Task to carry out ->
Please write out the complete listing that follows, exactly as it reads.
════
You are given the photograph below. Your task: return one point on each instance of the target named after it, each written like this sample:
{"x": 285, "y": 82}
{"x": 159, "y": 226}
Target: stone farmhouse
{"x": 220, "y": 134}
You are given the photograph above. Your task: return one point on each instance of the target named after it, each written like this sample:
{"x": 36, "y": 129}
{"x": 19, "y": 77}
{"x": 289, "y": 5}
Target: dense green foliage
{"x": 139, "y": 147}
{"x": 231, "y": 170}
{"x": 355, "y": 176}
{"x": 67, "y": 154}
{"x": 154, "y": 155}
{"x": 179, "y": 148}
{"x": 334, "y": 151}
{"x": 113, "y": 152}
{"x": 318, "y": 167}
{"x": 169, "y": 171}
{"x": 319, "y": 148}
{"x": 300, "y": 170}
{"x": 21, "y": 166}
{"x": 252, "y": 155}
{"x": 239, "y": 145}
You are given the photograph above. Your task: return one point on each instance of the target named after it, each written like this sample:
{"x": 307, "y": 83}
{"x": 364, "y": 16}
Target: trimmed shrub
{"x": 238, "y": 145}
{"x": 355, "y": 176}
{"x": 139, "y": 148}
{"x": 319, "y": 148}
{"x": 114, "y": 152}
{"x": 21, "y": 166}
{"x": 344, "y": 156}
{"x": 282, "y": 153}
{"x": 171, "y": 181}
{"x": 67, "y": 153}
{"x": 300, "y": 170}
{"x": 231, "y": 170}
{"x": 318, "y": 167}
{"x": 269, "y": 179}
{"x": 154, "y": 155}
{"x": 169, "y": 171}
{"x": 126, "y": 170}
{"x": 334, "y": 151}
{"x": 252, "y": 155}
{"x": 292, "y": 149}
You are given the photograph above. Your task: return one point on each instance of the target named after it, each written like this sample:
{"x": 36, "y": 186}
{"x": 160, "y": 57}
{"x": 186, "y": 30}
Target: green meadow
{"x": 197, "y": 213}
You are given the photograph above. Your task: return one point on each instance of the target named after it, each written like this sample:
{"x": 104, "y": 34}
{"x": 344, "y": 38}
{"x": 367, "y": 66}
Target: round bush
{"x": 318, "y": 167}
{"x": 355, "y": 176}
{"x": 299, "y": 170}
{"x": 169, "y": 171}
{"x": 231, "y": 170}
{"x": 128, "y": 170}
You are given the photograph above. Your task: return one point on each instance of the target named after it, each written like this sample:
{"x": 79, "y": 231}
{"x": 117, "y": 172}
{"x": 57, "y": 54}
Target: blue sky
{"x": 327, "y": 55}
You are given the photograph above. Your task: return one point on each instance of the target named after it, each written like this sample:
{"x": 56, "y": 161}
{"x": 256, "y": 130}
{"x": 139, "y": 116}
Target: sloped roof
════
Result of this exercise ->
You are given the photograph below. Your task: return one point on each instance of the target named after it, each written like this sample:
{"x": 285, "y": 82}
{"x": 159, "y": 226}
Target: stone farmhouse
{"x": 220, "y": 134}
You are given the photograph above. Your task: return one point on each instance of the target named after it, each written like this sample:
{"x": 36, "y": 129}
{"x": 19, "y": 77}
{"x": 289, "y": 5}
Target: dense green foliage
{"x": 139, "y": 147}
{"x": 231, "y": 170}
{"x": 355, "y": 176}
{"x": 67, "y": 154}
{"x": 154, "y": 155}
{"x": 179, "y": 148}
{"x": 334, "y": 151}
{"x": 113, "y": 152}
{"x": 318, "y": 167}
{"x": 169, "y": 171}
{"x": 319, "y": 148}
{"x": 300, "y": 170}
{"x": 21, "y": 166}
{"x": 252, "y": 155}
{"x": 239, "y": 145}
You are given the photograph above. Your task: return one point on each instance of the target named after it, each written like this sample:
{"x": 307, "y": 83}
{"x": 364, "y": 16}
Target: trimmed shrub
{"x": 238, "y": 145}
{"x": 355, "y": 176}
{"x": 139, "y": 148}
{"x": 319, "y": 148}
{"x": 114, "y": 152}
{"x": 21, "y": 166}
{"x": 344, "y": 156}
{"x": 282, "y": 153}
{"x": 171, "y": 181}
{"x": 67, "y": 153}
{"x": 300, "y": 170}
{"x": 231, "y": 170}
{"x": 318, "y": 167}
{"x": 269, "y": 179}
{"x": 154, "y": 155}
{"x": 169, "y": 171}
{"x": 126, "y": 170}
{"x": 334, "y": 151}
{"x": 252, "y": 155}
{"x": 292, "y": 149}
You are given the photograph above. Your task: return one point on each instance of the target named after it, each written like this sample:
{"x": 36, "y": 186}
{"x": 160, "y": 57}
{"x": 186, "y": 30}
Target: green meadow
{"x": 197, "y": 213}
You are given the photograph above. Your task: return one point on each instance of the target named after it, each written like this sample:
{"x": 104, "y": 34}
{"x": 344, "y": 38}
{"x": 367, "y": 66}
Target: round bush
{"x": 318, "y": 167}
{"x": 355, "y": 176}
{"x": 299, "y": 170}
{"x": 169, "y": 171}
{"x": 231, "y": 170}
{"x": 128, "y": 170}
You are given the photograph above. Your task: return one point on each instance of the target named after it, each written like this sample:
{"x": 79, "y": 231}
{"x": 117, "y": 172}
{"x": 57, "y": 54}
Target: blue sky
{"x": 327, "y": 55}
You are given the photograph above. Your task: return one point on each instance of the target named after it, each written like this sample:
{"x": 56, "y": 161}
{"x": 256, "y": 130}
{"x": 139, "y": 116}
Target: sloped roof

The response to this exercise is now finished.